Exercise directions:
Reproduce the part of the bedtime passage below between "It was the end" and "from the bed.", inclusive.

Document text:
========================================================================
It was the end of the day, and as I gathered up my youngest daughter for bedtime I realized I was tired too. But it wasn’t just a physical fatigue, though my eyes felt gritty. It was an emotional weariness. I had a handful of problems worrying me, and like rocks in your pocket, after you gather so many they start to weigh you down.
Come to Poppa.
I felt the call to lay it all down, and I smiled at the thought of surrender. It was all about trust, you know?
Earlier that day I had put the same baby daughter down for a nap. She seemed so soundly asleep, and I slipped swiftly out of the room while visions of steamy showers filled my senses. I was a sucker for hot water and hair conditioner, but as soon as I let the spray soak my tresses I heard her bawling plea. “Come get me!” her cries screamed, and I jumped out of the shower slip-sliding my way to her side before she fell from the bed.
I won’t lie; I was mad. I was mad that she had napped for less than fifteen minutes. I was mad that I was wet and freezing. And I was mad that I never had a moment just for me. I honestly wanted to scream at that baby right that moment, but then she did something that changed it all around. She leaned herself into my body, and she rested her small head on my chest.
It wasn’t just the laying her head on me either. It was the whole act of it, the way it felt, what it implied. Her body was limp. She was in a position of complete abandonment and total surrender. She was exhausted, and her posture showed it. She fell into me, her full weight rested against me, and the feeling of absolute trust was palpable.
========================================================================
Listed entries:
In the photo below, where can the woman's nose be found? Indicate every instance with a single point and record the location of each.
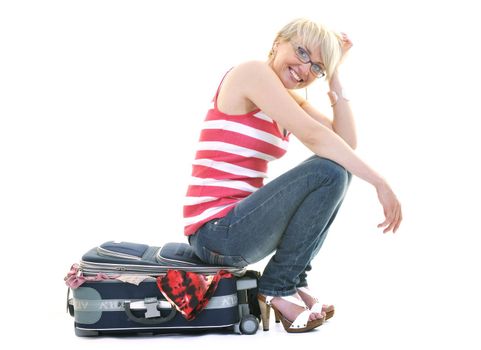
(304, 70)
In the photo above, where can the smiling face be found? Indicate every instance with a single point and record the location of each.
(289, 65)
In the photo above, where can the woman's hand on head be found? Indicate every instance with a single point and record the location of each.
(391, 207)
(345, 46)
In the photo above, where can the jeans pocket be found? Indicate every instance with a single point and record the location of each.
(215, 258)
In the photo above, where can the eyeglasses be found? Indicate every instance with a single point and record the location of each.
(304, 57)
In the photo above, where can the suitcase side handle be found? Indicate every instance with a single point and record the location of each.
(149, 321)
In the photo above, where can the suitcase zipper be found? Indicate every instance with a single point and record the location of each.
(106, 252)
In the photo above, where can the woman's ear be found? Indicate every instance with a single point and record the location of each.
(274, 49)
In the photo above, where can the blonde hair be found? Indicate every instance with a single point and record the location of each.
(314, 35)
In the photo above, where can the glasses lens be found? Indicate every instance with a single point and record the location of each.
(303, 55)
(317, 70)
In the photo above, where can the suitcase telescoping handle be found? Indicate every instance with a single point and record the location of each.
(152, 316)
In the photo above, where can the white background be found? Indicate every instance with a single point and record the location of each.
(100, 108)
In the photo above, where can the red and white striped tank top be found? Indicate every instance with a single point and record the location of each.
(230, 163)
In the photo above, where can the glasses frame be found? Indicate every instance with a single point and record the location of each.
(299, 50)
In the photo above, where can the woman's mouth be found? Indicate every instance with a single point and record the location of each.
(295, 76)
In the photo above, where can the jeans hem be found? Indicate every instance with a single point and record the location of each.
(273, 293)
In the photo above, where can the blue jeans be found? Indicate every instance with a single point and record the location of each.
(290, 215)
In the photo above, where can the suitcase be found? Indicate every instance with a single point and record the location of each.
(103, 303)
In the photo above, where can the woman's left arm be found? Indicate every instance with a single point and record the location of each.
(343, 121)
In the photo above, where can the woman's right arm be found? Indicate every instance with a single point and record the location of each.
(259, 84)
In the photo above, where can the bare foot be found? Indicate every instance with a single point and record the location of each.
(309, 300)
(291, 311)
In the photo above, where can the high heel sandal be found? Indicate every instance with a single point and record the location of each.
(318, 307)
(300, 324)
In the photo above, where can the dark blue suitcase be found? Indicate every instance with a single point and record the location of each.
(111, 306)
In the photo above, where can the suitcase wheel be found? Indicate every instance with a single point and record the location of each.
(249, 324)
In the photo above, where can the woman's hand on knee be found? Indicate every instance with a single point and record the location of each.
(391, 206)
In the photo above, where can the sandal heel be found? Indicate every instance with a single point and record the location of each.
(265, 312)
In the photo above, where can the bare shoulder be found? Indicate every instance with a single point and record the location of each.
(250, 70)
(299, 99)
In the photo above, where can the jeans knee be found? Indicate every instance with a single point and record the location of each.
(333, 173)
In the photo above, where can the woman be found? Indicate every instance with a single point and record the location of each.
(232, 218)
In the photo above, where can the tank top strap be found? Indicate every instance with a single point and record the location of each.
(218, 88)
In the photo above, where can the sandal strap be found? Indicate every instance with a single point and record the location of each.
(301, 320)
(288, 298)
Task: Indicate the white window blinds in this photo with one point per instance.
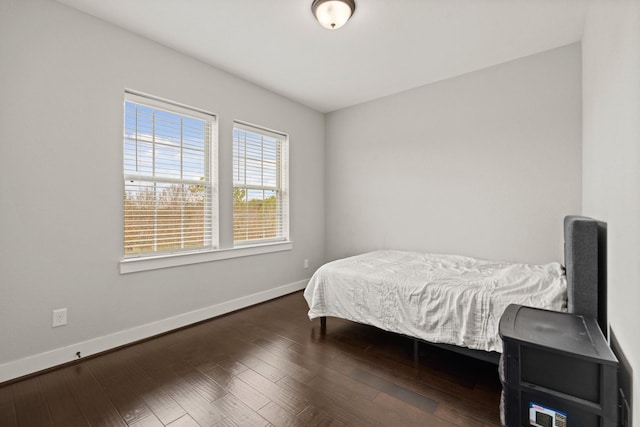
(168, 188)
(260, 185)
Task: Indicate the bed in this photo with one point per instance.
(456, 302)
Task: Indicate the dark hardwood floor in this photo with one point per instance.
(264, 365)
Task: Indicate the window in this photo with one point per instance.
(168, 189)
(260, 185)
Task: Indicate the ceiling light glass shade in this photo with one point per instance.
(333, 14)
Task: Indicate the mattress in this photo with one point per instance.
(447, 299)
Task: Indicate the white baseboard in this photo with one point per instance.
(29, 365)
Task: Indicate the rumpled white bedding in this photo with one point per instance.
(438, 298)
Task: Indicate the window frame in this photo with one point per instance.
(281, 187)
(210, 152)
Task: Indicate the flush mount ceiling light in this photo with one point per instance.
(333, 14)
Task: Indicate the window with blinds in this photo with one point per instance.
(168, 188)
(260, 185)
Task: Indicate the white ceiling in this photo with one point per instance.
(388, 45)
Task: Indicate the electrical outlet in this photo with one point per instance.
(59, 317)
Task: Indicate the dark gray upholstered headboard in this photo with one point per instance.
(585, 256)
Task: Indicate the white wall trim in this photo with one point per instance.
(29, 365)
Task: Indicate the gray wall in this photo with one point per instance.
(62, 79)
(611, 159)
(486, 164)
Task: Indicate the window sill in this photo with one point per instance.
(133, 265)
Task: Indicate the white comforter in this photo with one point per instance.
(438, 298)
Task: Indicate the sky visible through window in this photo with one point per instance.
(167, 189)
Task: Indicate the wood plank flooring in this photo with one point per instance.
(261, 366)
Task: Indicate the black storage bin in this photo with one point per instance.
(557, 370)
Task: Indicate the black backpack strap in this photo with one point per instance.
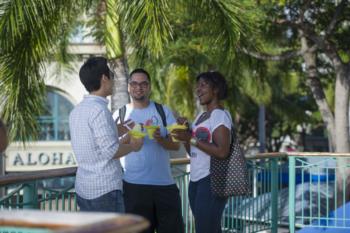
(122, 112)
(161, 112)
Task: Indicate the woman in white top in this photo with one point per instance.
(210, 137)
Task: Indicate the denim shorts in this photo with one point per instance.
(109, 202)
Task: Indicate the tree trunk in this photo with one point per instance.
(315, 86)
(120, 95)
(342, 133)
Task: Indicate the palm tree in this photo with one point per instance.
(32, 31)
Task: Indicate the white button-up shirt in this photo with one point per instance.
(94, 139)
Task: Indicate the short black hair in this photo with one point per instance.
(142, 71)
(91, 73)
(216, 80)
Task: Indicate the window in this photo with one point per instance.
(54, 121)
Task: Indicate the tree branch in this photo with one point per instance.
(280, 57)
(335, 18)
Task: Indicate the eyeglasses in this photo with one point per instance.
(143, 84)
(111, 75)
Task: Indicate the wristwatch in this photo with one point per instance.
(194, 141)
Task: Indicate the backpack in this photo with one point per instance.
(159, 108)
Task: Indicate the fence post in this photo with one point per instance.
(30, 196)
(291, 198)
(274, 195)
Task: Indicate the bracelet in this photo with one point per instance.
(194, 141)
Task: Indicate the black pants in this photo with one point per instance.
(160, 205)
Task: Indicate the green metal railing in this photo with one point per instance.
(246, 214)
(319, 198)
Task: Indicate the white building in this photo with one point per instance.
(53, 150)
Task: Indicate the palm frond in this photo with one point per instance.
(28, 34)
(147, 24)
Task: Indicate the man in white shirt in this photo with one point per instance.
(94, 139)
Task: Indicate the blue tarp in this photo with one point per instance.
(342, 213)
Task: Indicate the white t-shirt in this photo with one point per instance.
(200, 161)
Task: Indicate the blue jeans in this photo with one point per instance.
(207, 209)
(109, 202)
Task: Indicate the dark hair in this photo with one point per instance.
(91, 73)
(142, 71)
(216, 80)
(2, 125)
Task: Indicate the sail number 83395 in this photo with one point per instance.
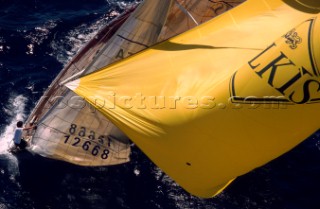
(78, 137)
========================================================================
Result below:
It was the end of the day, and as I gathered up my youngest daughter for bedtime I realized I was tired too. But it wasn’t just a physical fatigue, though my eyes felt gritty. It was an emotional weariness. I had a handful of problems worrying me, and like rocks in your pocket, after you gather so many they start to weigh you down.
Come to Poppa.
I felt the call to lay it all down, and I smiled at the thought of surrender. It was all about trust, you know?
Earlier that day I had put the same baby daughter down for a nap. She seemed so soundly asleep, and I slipped swiftly out of the room while visions of steamy showers filled my senses. I was a sucker for hot water and hair conditioner, but as soon as I let the spray soak my tresses I heard her bawling plea. “Come get me!” her cries screamed, and I jumped out of the shower slip-sliding my way to her side before she fell from the bed.